## GOAL OF THE EXERCISE:
Begin at the line that has "Please point out the ceramic" and stop after the last of the lines below. Write out each of those lines again, and add 74 to every coordinate number in the answers.
>> BEGIN PROVIDED RECORDS
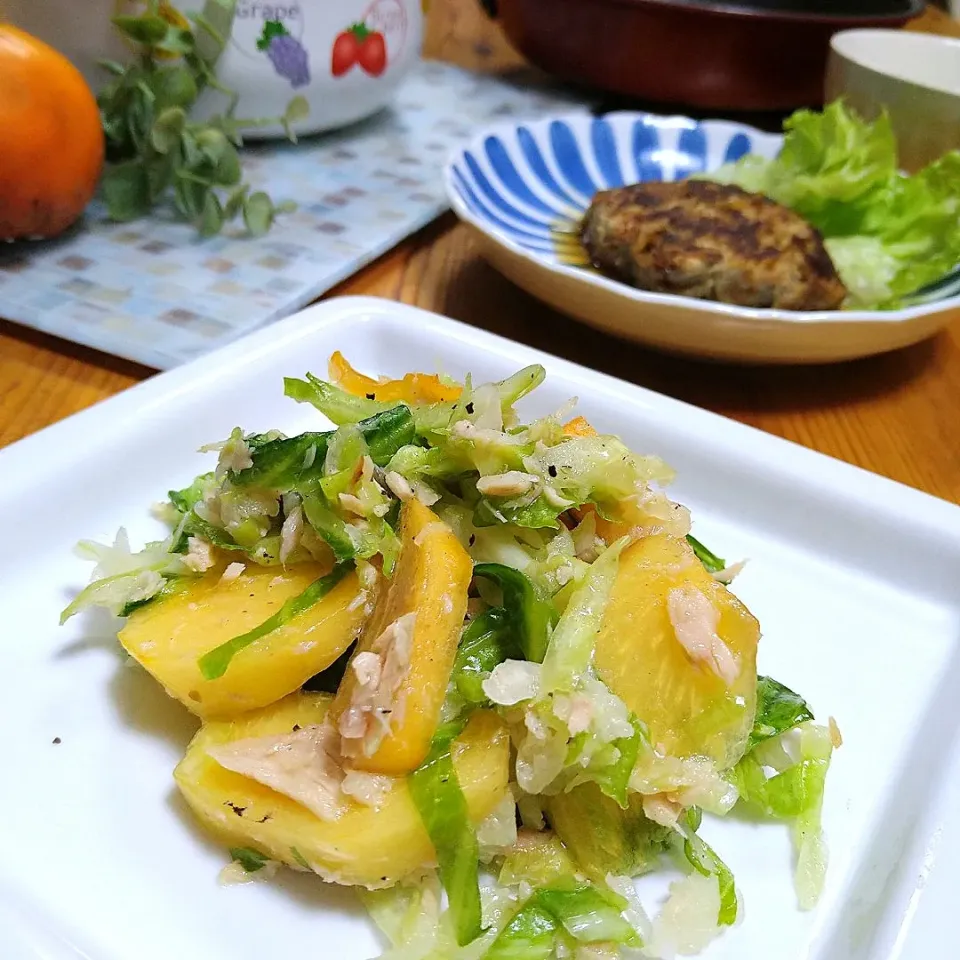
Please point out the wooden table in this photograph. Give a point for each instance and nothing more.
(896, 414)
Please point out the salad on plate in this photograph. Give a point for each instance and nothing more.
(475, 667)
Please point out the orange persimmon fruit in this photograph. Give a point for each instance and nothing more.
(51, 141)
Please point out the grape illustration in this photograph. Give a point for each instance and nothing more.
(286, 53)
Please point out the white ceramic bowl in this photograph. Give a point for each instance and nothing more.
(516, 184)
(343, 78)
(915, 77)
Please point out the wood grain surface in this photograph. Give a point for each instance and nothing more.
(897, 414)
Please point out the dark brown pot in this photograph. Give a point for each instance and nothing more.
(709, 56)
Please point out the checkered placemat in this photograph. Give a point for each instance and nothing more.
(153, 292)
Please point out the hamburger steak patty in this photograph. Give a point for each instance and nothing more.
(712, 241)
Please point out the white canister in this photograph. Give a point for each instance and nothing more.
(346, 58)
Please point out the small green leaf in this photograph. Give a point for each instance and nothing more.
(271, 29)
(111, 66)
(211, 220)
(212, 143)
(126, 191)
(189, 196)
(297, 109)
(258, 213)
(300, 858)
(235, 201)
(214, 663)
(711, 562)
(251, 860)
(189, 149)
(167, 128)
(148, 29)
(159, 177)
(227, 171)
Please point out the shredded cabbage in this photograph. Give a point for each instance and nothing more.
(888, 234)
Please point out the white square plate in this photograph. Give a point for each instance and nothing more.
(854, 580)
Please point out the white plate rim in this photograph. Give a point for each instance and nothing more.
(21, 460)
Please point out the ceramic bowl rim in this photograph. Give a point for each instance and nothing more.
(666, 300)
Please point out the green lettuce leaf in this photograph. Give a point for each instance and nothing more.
>> END PROVIDED RECORDS
## TASK ANSWER:
Please point out the ceramic bowl rim in this photograph. Give a point for each instance and nothing more.
(740, 374)
Please point out the green lettuce leaf in this photograph. Give a point for each instance and nothing more.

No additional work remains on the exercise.